■ Excerpted data:
■ ■ ■ ■

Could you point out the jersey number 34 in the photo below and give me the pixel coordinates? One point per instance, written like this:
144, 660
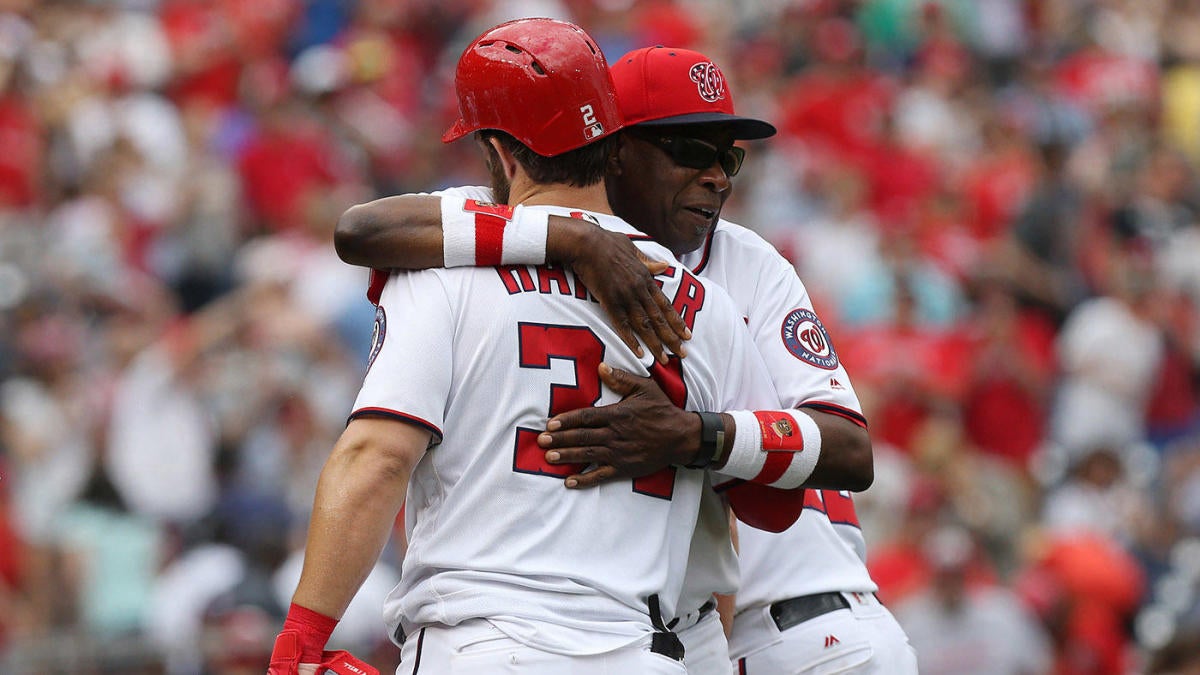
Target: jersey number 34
540, 342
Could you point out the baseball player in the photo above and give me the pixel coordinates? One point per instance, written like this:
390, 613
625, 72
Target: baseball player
807, 601
504, 569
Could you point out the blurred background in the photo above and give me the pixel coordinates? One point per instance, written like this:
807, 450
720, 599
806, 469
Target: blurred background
994, 204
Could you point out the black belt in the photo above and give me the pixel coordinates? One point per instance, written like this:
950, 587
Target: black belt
702, 613
666, 644
795, 611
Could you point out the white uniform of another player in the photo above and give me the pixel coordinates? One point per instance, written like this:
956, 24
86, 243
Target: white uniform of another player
817, 567
527, 573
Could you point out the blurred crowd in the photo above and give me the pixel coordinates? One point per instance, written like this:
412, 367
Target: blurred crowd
994, 204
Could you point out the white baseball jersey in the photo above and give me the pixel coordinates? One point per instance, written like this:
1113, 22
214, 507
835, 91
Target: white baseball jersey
825, 550
483, 357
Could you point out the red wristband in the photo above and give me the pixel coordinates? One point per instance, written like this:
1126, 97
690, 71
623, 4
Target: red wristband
313, 629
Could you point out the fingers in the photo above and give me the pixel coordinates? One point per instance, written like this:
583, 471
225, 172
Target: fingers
653, 266
592, 478
669, 324
625, 332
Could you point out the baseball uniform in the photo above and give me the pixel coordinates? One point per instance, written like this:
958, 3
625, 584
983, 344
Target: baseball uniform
822, 557
481, 357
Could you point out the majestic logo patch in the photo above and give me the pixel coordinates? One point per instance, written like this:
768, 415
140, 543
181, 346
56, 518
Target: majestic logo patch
377, 334
807, 339
709, 81
783, 428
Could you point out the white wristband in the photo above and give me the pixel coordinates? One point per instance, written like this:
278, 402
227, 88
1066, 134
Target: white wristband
525, 238
457, 232
747, 457
804, 461
785, 459
475, 233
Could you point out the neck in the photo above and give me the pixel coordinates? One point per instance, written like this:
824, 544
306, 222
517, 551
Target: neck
591, 198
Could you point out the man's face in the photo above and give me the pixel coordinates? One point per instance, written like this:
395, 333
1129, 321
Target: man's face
653, 187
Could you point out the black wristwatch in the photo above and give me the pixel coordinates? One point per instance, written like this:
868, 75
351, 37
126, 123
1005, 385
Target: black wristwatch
712, 440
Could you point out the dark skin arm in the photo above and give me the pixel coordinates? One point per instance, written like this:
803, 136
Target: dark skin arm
405, 232
645, 431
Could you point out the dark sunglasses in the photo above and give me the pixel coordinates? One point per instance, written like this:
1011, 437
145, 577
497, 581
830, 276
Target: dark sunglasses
694, 153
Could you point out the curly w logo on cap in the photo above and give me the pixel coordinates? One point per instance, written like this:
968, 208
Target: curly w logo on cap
709, 81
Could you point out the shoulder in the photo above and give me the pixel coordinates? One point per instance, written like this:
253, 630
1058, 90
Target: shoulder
735, 243
467, 192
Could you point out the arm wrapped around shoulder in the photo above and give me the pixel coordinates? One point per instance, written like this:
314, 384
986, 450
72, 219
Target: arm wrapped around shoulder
778, 448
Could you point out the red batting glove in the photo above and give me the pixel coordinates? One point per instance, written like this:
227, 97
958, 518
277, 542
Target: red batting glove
286, 658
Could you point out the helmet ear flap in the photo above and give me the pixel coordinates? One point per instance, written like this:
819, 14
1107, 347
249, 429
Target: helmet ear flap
541, 81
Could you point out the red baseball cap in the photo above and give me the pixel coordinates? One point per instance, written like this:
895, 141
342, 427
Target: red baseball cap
664, 85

■ ■ ■ ■

■ Given problem: Copy every line above word for word and exclude the pictures.

■ Task response:
Could you point out the jersey number 34 in the photo below and give me the pixel coordinates? One point per instance, written like this:
144, 660
Target: jersey number 34
540, 342
Could you point out the baseball player in the photo above and give me the pixel coordinates? One point per instance, written like this:
390, 613
625, 72
Target: baseball player
807, 601
504, 569
Could you point out the blurred background in the photo above and give me the pixel coordinates? One point per instance, written like this:
807, 450
720, 599
806, 469
Target: blurred background
994, 204
Could you point out the black belt in the photo above and give me the pixel coordinates? One point per instance, written like this:
950, 587
Target: black belt
702, 613
666, 644
795, 611
Could you point out the white uniform of another player in the photo above and give me the pixel coordinates? One point per instance, written like this:
956, 24
86, 243
Target: white uniform of another player
817, 567
527, 573
Could you point out the blurred crowd in the photo above and give me the pixel coordinates? One point per instance, written like this:
412, 367
Target: blurred crowd
994, 204
Could you point out the white baseball jersey in the photo above and give me the pixel coordinates? One point per instance, written like this:
1113, 22
214, 507
835, 91
Target: white baseball jersey
825, 550
483, 357
Could you point out the red wristband in the photo above and give me the pixel coordinates? One point per instance, written like this:
1126, 97
690, 71
623, 4
Target: red wristband
313, 629
Could you point out the fingers in the photo above and give me the pixel coordinates? One point per instance, written like this:
583, 471
225, 172
Target: fingers
653, 266
592, 478
669, 324
625, 332
Could you point out the baseball uniform in the photo above and give me the pixel coordinates? One point per instance, written like this:
958, 3
625, 584
983, 344
Target: baseball uniform
822, 557
481, 357
Could you point out the majestic logo patch in the photo above and give me the pixel coordinates? One point per instance, written like this:
768, 415
140, 543
181, 346
56, 518
Target: majestic logo patch
377, 334
807, 339
709, 81
783, 428
Could you point out the white wristband in the photo above and give me the pixel coordinates? One point per instance, written like this:
278, 402
227, 88
1066, 134
Target: white wristband
525, 238
457, 232
747, 457
804, 461
785, 459
475, 233
Could you point out the neck in the photo above and give me the pixel coordinates? One point per instance, written like this:
824, 544
306, 222
517, 551
Target: neck
591, 198
Could you point out the man's face in the photo above and give me the pixel coordinates? One point per instance, written like this:
395, 333
1129, 321
Target: man's face
653, 187
Could you point out the black wristwatch in the photo above and give me the pixel coordinates? One point per instance, written like this:
868, 75
351, 37
126, 123
1005, 385
Target: black wristwatch
712, 440
Could you point out the dark skin arm in the photo above and give me the pixel coordinates? One point per instance, written like this:
803, 136
Target: dark skin arm
405, 232
645, 431
Could you point out the dark sunglasses in the photo above and give me the pixel coordinates? One point per instance, written like this:
1011, 437
145, 577
497, 581
830, 276
Target: dark sunglasses
694, 153
Could you point out the curly w logo on cap in the photo above and give me the pixel coordinates? One point per instance, written like this:
968, 208
Target: curly w logo on cap
709, 81
Could you point out the shoulder in the photo above and give me the pixel coordinates? One point per instance, written like this:
253, 630
1058, 90
Target: shoulder
735, 243
467, 192
Could you point out the arm wrapped around shoulder in the photo above and give me the pixel coordinates? One point per instance, written like this:
314, 384
986, 450
72, 219
Target: arm wrapped around shoulder
778, 448
Could you point out the red batting glove in the photo above and give me the pixel coordinates? One point per instance, written like this:
227, 97
958, 518
277, 542
Target: red batting glove
286, 658
Could you point out the helmet ear flap in the photo above and give me the pixel coordinates? One point per instance, written like this:
819, 14
1107, 347
249, 429
Target: helmet ear flap
541, 81
Could you point out the red baseball cap in the photo above and give me the pixel coordinates? One point per instance, written like this:
895, 141
342, 427
Target: red baseball cap
664, 85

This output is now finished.